In many places throughout Leaves of Grass, Whitman refers to an equable, democratic treatment of gender. He writes, for instance, "I am the poet of the woman the same as the man, / And I say it is as great to be a woman as to be a man." If this is so, if Whitman is the poet of the woman as well as of the man as he claims to be, then women's sexuality and voice in Leaves [Leaves of Grass] certainly call for a more developed critical consideration. In general, Whitman's portrayal of women and women's sexuality in Leaves of Grass has generated several critical approaches; one approach is to acknowledge (and sometimes, lament) Whitman's perceived reduction of women to types, and to examine these types as indicative of negative or positive societal values (for instance, the prostitute or the mother). Another approach is to point out the inconsistency of Whitman's attitudes about women, his assertion of democratic equality versus the depiction of women in his verse. These critical approaches to women in Leaves of Grass (and, certainly, these categories are neither mutually exclusive nor exhaustive) are due, to some extent, to the larger problematic of the expression/repression of women's sexuality in nineteenth-century America; Whitman can be taken to task for some of the restrictive stereotypes in his verse, but it should also be noted that these constrictive images are, to some degree, reflective of societal mores as well (Miller, 1962).

*Written request*:
In the passage on women in Leaves of Grass, which two types of women are given as examples when it describes Whitman's reduction of women to types? The entries play no part in this work.

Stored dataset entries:
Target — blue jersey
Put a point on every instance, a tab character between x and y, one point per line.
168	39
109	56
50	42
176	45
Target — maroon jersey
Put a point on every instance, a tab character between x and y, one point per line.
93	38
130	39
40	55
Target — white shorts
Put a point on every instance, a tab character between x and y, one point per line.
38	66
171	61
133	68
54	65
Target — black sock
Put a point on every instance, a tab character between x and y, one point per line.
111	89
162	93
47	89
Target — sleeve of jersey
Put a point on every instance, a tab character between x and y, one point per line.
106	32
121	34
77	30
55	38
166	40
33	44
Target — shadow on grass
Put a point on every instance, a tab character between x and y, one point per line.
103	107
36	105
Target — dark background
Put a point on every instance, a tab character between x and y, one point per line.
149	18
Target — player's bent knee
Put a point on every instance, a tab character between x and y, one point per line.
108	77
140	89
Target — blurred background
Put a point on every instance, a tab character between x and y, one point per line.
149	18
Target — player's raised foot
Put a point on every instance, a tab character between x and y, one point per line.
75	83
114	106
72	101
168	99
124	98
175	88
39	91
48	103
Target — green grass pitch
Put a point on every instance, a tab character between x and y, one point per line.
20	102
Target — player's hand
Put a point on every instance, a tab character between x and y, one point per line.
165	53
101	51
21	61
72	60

*Answer to this problem*:
The prostitute and the mother.